What you are asked to do:
Pick out every line in the listing below that contains the word "niche" and copy each of those lines.

··········

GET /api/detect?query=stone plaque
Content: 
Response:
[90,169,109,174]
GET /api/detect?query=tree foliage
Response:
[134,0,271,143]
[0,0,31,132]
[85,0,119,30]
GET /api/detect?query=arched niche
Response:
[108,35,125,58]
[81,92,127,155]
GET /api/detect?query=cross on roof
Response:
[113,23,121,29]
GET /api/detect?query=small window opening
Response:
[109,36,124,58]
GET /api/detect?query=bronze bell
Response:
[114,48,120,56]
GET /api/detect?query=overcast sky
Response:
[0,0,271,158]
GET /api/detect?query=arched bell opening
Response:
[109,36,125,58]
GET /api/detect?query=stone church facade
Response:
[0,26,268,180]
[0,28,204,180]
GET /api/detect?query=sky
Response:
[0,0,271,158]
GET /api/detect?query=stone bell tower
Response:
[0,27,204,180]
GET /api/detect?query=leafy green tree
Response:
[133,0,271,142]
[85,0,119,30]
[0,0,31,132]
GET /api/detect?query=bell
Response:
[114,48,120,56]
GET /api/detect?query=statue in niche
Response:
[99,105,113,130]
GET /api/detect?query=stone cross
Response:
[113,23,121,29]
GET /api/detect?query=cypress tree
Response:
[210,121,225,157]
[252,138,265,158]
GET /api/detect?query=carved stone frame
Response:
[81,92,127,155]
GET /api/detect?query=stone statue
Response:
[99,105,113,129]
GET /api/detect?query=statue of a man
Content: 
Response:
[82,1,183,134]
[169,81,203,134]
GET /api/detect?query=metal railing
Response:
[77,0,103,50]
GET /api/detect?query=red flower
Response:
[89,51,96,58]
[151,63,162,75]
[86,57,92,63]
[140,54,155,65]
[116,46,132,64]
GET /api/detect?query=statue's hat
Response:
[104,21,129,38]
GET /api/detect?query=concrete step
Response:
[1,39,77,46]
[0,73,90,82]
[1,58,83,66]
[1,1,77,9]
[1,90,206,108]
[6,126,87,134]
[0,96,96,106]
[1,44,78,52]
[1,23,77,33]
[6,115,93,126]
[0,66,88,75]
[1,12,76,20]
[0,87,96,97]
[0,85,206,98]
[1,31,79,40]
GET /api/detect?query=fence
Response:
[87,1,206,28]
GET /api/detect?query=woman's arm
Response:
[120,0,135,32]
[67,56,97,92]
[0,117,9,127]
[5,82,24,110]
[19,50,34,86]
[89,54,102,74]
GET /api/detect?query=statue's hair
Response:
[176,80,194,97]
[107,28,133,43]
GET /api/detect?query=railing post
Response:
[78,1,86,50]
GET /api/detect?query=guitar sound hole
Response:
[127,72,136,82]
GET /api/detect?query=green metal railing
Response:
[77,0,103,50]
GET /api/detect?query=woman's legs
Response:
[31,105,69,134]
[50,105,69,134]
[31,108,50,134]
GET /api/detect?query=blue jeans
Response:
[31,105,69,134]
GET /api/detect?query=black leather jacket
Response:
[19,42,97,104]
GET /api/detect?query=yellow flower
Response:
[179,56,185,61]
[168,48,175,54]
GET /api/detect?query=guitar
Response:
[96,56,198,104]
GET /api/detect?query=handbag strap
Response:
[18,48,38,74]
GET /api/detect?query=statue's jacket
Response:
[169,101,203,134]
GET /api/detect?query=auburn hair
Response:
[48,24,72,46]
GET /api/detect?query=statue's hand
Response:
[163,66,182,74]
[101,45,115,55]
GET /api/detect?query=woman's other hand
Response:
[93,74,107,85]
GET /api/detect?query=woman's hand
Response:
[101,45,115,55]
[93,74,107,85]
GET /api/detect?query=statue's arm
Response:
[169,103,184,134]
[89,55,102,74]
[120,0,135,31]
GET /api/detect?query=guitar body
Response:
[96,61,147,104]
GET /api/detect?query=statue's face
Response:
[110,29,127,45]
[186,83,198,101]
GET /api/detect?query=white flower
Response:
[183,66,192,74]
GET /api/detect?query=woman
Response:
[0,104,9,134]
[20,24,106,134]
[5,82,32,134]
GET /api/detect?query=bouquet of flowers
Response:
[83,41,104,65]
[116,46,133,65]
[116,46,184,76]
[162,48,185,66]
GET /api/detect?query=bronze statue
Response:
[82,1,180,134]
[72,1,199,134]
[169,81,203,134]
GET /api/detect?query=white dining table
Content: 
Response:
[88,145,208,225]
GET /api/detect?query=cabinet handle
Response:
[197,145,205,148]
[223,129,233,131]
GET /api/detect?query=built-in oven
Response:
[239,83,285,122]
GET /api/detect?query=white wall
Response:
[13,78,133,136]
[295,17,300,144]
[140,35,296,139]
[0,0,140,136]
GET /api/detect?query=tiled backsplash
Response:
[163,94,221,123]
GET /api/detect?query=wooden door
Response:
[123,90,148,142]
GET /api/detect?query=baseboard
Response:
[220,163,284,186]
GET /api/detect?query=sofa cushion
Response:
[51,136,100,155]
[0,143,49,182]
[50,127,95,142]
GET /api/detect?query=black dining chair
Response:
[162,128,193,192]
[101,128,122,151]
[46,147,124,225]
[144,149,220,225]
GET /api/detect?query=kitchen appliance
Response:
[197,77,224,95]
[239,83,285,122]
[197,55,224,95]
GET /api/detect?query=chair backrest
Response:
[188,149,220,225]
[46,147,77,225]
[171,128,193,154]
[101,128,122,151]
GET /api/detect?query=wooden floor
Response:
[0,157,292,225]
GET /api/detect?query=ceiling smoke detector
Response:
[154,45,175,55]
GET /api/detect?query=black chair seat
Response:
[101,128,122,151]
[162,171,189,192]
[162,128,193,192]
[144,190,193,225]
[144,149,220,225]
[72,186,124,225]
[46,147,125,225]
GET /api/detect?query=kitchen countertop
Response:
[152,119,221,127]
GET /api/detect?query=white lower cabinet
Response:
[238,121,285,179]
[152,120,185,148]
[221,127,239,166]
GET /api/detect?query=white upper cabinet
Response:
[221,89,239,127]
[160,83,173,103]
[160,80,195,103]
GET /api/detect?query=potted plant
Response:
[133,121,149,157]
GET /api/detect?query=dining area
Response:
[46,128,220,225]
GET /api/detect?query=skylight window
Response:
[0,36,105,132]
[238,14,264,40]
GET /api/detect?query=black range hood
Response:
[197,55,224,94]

··········

Expected answer:
GET /api/detect?query=arched niche
GET /api/detect?query=statue in niche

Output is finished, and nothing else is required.